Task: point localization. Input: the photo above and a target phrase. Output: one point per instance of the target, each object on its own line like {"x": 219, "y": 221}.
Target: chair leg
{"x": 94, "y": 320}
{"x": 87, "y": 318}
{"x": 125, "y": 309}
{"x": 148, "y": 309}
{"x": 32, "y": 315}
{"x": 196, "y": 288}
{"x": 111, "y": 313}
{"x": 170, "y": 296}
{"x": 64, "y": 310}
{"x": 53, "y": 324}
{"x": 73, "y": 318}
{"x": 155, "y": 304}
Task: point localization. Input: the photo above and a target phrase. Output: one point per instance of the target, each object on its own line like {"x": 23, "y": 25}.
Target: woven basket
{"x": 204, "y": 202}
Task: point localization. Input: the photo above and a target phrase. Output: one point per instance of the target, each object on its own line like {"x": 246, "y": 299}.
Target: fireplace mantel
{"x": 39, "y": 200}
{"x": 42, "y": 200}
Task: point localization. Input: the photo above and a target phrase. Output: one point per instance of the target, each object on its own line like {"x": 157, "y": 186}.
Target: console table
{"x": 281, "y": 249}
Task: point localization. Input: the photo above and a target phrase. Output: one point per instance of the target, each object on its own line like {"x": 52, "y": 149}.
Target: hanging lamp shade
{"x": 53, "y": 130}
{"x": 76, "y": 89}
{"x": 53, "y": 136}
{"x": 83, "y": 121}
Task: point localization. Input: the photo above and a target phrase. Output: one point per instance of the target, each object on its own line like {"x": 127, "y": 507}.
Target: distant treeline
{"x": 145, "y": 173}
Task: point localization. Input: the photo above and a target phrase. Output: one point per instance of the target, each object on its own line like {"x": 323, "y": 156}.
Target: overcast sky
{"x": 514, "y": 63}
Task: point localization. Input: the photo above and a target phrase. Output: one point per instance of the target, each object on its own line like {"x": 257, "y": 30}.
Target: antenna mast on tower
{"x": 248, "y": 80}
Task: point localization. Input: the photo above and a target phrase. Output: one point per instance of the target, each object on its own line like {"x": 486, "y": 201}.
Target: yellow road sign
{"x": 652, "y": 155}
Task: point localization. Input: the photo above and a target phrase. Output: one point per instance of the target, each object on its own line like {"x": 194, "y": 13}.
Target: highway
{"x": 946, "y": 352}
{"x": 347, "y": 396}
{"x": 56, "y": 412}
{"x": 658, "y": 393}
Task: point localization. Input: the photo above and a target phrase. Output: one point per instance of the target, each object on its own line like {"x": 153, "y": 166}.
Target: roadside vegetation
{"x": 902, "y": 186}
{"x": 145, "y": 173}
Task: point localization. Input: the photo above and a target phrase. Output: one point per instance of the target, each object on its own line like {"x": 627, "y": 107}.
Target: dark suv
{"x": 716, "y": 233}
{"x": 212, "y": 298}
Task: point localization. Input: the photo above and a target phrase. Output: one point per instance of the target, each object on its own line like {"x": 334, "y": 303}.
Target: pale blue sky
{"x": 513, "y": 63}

::::::::::

* **What you are asked to do**
Retype all of the data shown above, word for word.

* **Result of the exercise**
Task: point localization. Input: the photo above and a target phrase. Output: one point per instance of the target, each object on its own line like {"x": 219, "y": 221}.
Target: chair leg
{"x": 94, "y": 320}
{"x": 87, "y": 318}
{"x": 125, "y": 309}
{"x": 148, "y": 309}
{"x": 32, "y": 315}
{"x": 196, "y": 288}
{"x": 111, "y": 313}
{"x": 170, "y": 296}
{"x": 64, "y": 310}
{"x": 53, "y": 324}
{"x": 73, "y": 318}
{"x": 155, "y": 304}
Task: point localization. Input: the photo above and a target phrase. Output: one point per instance of the target, each object on its own line like {"x": 23, "y": 25}.
Target: woven basket
{"x": 204, "y": 202}
Task: point localization. Input: the photo above and a target phrase. Output: one point per instance of the target, each object on its own line like {"x": 246, "y": 299}.
Target: fireplace mantel
{"x": 39, "y": 200}
{"x": 42, "y": 200}
Task: point localization. Input: the photo above and a target phrase. Output: one point per instance of the target, each object on its own line like {"x": 157, "y": 186}.
Target: console table
{"x": 281, "y": 249}
Task: point localization. Input: the photo above and a target phrase. Output: one point per instance of the target, each object on its own line like {"x": 52, "y": 149}.
Target: hanging lamp shade
{"x": 53, "y": 130}
{"x": 76, "y": 89}
{"x": 53, "y": 136}
{"x": 83, "y": 121}
Task: point localization. Input: the photo above and a target phrase. Output: one point per instance of the target, each object on its own line like {"x": 127, "y": 507}.
Target: distant treeline
{"x": 145, "y": 173}
Task: point localization. Input: the photo above and a target phrase. Output: one point per instance of the target, each object on its own line like {"x": 323, "y": 156}.
Target: overcast sky
{"x": 514, "y": 63}
Task: point localization. Input: the photo above and a target phrase. Output: one point per instance of the target, each object on its own line like {"x": 257, "y": 30}.
Target: antenna mast on tower
{"x": 248, "y": 80}
Task: point localization. Input: the photo above and a target phrase. Output: one point per instance of the target, each object on its own line like {"x": 486, "y": 201}.
Target: yellow road sign
{"x": 652, "y": 155}
Task: point localization. Input: the photo above and a target phrase. Output: one point per instance of the target, each object on its own line like {"x": 194, "y": 13}.
Target: highway
{"x": 946, "y": 352}
{"x": 347, "y": 396}
{"x": 56, "y": 412}
{"x": 658, "y": 393}
Task: point localization. Input: the photo above and a target phrase. Output: one point per instance of the target, each object on its own line like {"x": 153, "y": 166}.
Target: roadside vegetation
{"x": 902, "y": 186}
{"x": 145, "y": 173}
Task: point localization. Input: the photo above and a target phrase. Output: one point per instance of the target, each object on its own line like {"x": 627, "y": 107}.
Target: dark suv
{"x": 716, "y": 233}
{"x": 212, "y": 298}
Task: point localization. Input: the photo above and a target phrase. Output: one point per instance of the target, each object on its own line like {"x": 334, "y": 303}.
Target: pale blue sky
{"x": 513, "y": 63}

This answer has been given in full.